* [STATED PROBLEM] Show every line of the items below that contains the string "light", matching its case exactly.

--- Begin RECORDS FOR THIS EXERCISE ---

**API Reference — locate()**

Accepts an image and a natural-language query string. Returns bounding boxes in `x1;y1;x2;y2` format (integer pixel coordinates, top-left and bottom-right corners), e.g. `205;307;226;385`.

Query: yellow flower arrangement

--- End RECORDS FOR THIS EXERCISE ---
--- Begin RECORDS FOR THIS EXERCISE ---

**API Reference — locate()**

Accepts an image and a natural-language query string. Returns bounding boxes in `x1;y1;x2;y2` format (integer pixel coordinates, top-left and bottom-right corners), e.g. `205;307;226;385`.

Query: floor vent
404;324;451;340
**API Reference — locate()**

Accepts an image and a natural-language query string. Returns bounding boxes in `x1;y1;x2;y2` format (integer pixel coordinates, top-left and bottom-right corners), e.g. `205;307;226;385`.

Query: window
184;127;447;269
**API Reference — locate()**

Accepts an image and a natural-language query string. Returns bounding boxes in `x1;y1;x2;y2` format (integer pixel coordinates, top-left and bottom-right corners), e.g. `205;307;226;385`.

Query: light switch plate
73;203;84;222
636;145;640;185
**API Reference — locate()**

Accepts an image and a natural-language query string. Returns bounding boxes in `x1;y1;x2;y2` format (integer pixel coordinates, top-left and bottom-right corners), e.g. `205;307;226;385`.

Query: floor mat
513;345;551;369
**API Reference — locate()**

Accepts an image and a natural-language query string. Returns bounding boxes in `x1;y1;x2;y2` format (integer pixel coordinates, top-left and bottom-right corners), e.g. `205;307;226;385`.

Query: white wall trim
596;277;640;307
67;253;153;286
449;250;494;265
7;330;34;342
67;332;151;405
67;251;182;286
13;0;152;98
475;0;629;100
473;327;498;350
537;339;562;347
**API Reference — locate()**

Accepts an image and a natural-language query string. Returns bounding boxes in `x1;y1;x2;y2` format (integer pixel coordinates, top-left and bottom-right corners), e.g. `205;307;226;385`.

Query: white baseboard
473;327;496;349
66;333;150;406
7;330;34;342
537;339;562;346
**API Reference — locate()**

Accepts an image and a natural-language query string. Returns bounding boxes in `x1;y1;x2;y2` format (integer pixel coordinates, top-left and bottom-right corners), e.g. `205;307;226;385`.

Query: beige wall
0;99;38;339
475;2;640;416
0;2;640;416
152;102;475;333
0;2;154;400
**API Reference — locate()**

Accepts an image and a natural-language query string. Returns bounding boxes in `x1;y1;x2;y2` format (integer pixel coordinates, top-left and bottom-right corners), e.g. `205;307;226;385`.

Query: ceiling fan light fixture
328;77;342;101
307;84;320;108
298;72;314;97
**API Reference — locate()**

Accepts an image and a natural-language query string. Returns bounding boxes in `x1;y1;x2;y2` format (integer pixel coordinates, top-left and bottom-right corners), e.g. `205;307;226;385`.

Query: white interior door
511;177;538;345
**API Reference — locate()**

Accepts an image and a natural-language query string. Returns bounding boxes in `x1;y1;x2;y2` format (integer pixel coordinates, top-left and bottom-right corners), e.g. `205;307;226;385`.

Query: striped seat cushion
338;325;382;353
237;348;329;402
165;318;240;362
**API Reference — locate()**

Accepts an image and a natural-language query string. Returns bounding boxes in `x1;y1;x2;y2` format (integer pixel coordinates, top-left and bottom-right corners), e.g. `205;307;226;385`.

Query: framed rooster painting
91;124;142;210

--- End RECORDS FOR THIS EXERCISE ---

* [TASK SOLUTION]
Query: light switch plate
Query: ceiling fan light fixture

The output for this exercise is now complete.